What this task involves:
Could you give the lines below again with every "even-odd rule" replaced by "nonzero winding rule", keeping everything else unchanged?

(Source data)
[BEGIN]

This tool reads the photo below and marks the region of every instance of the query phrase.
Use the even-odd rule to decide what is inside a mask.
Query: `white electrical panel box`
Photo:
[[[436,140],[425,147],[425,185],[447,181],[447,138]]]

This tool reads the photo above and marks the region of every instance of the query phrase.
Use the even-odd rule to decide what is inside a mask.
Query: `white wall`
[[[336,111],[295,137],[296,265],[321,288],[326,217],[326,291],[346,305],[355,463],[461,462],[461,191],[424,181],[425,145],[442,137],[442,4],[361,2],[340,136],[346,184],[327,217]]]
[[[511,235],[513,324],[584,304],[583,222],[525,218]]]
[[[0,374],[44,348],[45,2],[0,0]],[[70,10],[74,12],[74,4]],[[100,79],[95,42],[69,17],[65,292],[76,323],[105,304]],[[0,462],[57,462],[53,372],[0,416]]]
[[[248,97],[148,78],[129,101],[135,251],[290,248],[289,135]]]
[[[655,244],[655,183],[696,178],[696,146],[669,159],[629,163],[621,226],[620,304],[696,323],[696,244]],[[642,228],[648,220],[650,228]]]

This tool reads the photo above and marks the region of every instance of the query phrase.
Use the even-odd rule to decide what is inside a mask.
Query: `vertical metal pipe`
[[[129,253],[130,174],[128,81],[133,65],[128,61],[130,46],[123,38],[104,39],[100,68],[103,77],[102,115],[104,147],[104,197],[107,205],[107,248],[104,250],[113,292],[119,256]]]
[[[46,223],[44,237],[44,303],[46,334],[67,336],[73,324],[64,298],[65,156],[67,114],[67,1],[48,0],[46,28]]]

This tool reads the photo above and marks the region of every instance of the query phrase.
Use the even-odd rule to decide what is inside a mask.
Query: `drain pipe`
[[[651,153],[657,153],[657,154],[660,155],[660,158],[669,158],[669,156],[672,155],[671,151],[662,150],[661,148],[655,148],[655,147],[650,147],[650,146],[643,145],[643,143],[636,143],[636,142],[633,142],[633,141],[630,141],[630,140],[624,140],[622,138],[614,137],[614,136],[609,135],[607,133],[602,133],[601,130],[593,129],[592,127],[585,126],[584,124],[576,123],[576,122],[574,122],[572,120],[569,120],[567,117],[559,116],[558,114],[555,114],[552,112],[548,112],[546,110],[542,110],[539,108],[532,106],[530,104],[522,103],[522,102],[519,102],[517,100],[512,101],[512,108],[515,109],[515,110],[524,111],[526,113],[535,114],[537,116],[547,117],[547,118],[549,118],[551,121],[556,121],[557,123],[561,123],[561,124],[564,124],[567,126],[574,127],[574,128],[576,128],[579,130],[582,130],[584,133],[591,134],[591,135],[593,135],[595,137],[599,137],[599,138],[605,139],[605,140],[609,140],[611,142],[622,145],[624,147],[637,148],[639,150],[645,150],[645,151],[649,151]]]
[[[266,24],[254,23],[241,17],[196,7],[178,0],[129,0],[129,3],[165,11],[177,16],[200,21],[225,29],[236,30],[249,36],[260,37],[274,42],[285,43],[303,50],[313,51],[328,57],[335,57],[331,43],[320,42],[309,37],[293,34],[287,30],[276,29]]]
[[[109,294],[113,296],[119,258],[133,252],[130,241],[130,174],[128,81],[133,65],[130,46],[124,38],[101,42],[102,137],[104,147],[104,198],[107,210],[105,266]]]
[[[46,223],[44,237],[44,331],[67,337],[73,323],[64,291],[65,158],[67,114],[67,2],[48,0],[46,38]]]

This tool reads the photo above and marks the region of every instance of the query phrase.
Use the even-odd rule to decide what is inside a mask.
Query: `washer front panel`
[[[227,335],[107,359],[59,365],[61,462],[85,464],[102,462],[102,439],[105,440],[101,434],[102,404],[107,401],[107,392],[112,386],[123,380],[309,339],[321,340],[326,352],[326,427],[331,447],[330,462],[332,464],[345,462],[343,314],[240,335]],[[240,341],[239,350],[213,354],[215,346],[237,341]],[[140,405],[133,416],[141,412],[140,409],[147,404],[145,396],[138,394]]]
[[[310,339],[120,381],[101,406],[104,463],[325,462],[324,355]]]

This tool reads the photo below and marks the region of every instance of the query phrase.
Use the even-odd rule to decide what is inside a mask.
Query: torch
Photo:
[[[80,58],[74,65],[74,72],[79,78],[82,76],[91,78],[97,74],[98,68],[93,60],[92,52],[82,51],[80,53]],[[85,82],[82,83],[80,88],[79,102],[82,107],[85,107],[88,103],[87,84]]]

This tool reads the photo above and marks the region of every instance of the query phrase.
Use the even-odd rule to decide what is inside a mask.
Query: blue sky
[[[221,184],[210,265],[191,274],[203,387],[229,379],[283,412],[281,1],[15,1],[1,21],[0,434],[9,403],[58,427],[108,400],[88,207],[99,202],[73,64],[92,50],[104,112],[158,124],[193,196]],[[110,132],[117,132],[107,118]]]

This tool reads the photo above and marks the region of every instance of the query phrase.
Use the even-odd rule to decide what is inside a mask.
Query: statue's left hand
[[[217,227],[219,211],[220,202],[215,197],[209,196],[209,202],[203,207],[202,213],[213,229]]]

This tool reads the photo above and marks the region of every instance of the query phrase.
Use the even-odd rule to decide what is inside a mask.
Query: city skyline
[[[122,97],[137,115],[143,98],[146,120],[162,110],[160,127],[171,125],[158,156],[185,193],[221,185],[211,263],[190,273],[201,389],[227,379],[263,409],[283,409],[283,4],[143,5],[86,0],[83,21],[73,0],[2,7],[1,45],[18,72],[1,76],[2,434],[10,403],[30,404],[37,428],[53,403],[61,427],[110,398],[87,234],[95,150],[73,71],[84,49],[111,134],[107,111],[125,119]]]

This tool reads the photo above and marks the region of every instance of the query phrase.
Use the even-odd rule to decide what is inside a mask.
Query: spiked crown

[END]

Task solution:
This tool reads the photo below and marks the region of every instance of the query phrase.
Use the nonzero winding rule to decide what is inside a mask.
Query: `white electrical panel box`
Photo:
[[[436,140],[425,147],[425,185],[447,181],[447,138]]]

This tool reads the photo above and marks the region of every instance of the query phrase.
Use the nonzero winding rule to decide what is inside a mask.
Query: `white wall`
[[[336,111],[295,137],[296,265],[321,288],[326,217],[326,291],[346,305],[355,463],[461,462],[461,191],[424,181],[425,145],[442,137],[442,4],[361,2],[340,136],[346,184],[327,217]]]
[[[511,235],[513,324],[584,304],[583,222],[525,218]]]
[[[0,374],[44,348],[45,2],[0,0]],[[70,10],[74,12],[74,4]],[[100,79],[95,42],[69,17],[65,292],[76,323],[105,304]],[[0,462],[57,462],[53,372],[0,416]]]
[[[248,97],[148,78],[129,101],[135,251],[290,248],[289,135]]]
[[[655,244],[655,183],[696,178],[696,146],[669,159],[629,163],[621,226],[620,304],[696,323],[696,244]],[[642,228],[648,220],[650,228]]]

This tool reads the photo above and marks the region of every instance of the query phrase.
Use the nonzero winding rule to decide what is inside a mask.
Query: `vertical metal pipe`
[[[129,253],[130,174],[128,81],[133,65],[128,61],[130,46],[123,38],[104,39],[100,68],[103,77],[102,115],[104,147],[104,197],[107,205],[107,248],[104,250],[113,292],[119,256]]]
[[[46,223],[44,237],[44,303],[46,334],[67,336],[73,324],[64,298],[65,156],[67,114],[67,1],[48,0],[46,28]]]

This tool reads the photo above and marks the region of every instance of the query phrase.
Use the nonzero winding rule to decide what is inside a mask.
Query: `drain pipe`
[[[651,153],[657,153],[657,154],[660,155],[660,158],[669,158],[669,156],[672,155],[671,151],[662,150],[661,148],[655,148],[655,147],[650,147],[650,146],[643,145],[643,143],[636,143],[636,142],[633,142],[633,141],[630,141],[630,140],[624,140],[622,138],[614,137],[614,136],[609,135],[607,133],[602,133],[601,130],[593,129],[592,127],[585,126],[584,124],[576,123],[576,122],[574,122],[572,120],[569,120],[567,117],[559,116],[558,114],[555,114],[552,112],[548,112],[546,110],[542,110],[539,108],[532,106],[530,104],[522,103],[522,102],[519,102],[517,100],[512,101],[512,108],[515,109],[515,110],[524,111],[526,113],[535,114],[537,116],[547,117],[547,118],[549,118],[551,121],[556,121],[557,123],[561,123],[561,124],[564,124],[567,126],[574,127],[574,128],[576,128],[579,130],[582,130],[584,133],[591,134],[591,135],[593,135],[595,137],[599,137],[599,138],[605,139],[605,140],[609,140],[611,142],[622,145],[624,147],[637,148],[639,150],[645,150],[645,151],[649,151]]]
[[[266,24],[254,23],[241,17],[196,7],[178,0],[129,0],[129,3],[165,11],[177,16],[200,21],[225,29],[236,30],[249,36],[260,37],[274,42],[285,43],[303,50],[313,51],[328,57],[335,57],[331,43],[320,42],[309,37],[293,34],[287,30],[276,29]]]
[[[109,294],[113,296],[119,258],[133,252],[130,241],[130,174],[128,81],[133,65],[130,46],[124,38],[101,42],[102,137],[104,147],[104,198],[107,210],[105,266]]]
[[[46,223],[44,237],[44,331],[67,337],[73,323],[64,291],[65,158],[67,114],[67,2],[48,0],[46,38]]]

This tool reads the photo above and marks the region of every instance of the query phrase.
Use the nonzero winding rule to decide what is inside a mask.
Query: `washer front panel`
[[[227,335],[107,359],[59,365],[61,462],[85,464],[102,462],[102,439],[105,440],[101,434],[102,404],[107,401],[107,392],[112,386],[123,380],[309,339],[321,340],[326,352],[326,427],[331,447],[330,462],[332,464],[345,462],[343,314],[240,335]],[[240,341],[239,350],[213,354],[215,346],[237,341]],[[140,405],[133,416],[141,412],[140,409],[147,404],[145,396],[138,394]]]
[[[310,339],[120,381],[101,406],[104,463],[325,462],[324,355]]]

This tool reads the photo below and marks the region of every instance of the query phrase.
Use the nonzero winding rule to decide what is inside a mask.
Query: torch
Photo:
[[[80,58],[74,65],[74,72],[79,78],[82,76],[91,78],[97,74],[98,68],[93,60],[92,52],[82,51],[80,53]],[[85,82],[82,83],[80,88],[79,102],[82,107],[85,107],[88,103],[87,84]]]

This tool reads the photo above and marks the region of every instance of the query phrase.
Use the nonzero winding rule to decide what is inside a mask.
Query: blue sky
[[[221,184],[210,265],[191,274],[203,387],[229,379],[283,412],[281,1],[15,1],[1,21],[0,434],[9,403],[58,427],[108,400],[88,207],[99,202],[73,64],[92,50],[104,112],[158,124],[193,196]],[[110,132],[117,132],[107,118]]]

This tool reads the photo above and marks the region of every instance of the query phrase.
Use the nonzero winding rule to decide what is inside a mask.
Query: statue's left hand
[[[217,227],[219,211],[220,202],[215,197],[209,196],[209,202],[203,207],[202,213],[213,229]]]

This tool reads the photo above and marks the region of every instance of the query phrase.
Use the nonzero winding rule to decide what is inside a mask.
Query: city skyline
[[[122,97],[137,115],[143,98],[146,120],[162,110],[160,127],[171,125],[158,156],[185,193],[221,185],[211,263],[190,273],[201,389],[227,379],[263,409],[283,409],[283,4],[143,5],[86,0],[83,21],[73,0],[2,7],[1,45],[18,72],[1,76],[2,434],[10,403],[30,404],[37,428],[53,403],[61,427],[110,398],[87,234],[95,150],[73,71],[84,49],[111,134],[107,111],[125,119]]]

This tool reads the photo above and marks the region of every instance of the query phrase.
Use the nonzero winding rule to decide what is inside a mask.
Query: spiked crown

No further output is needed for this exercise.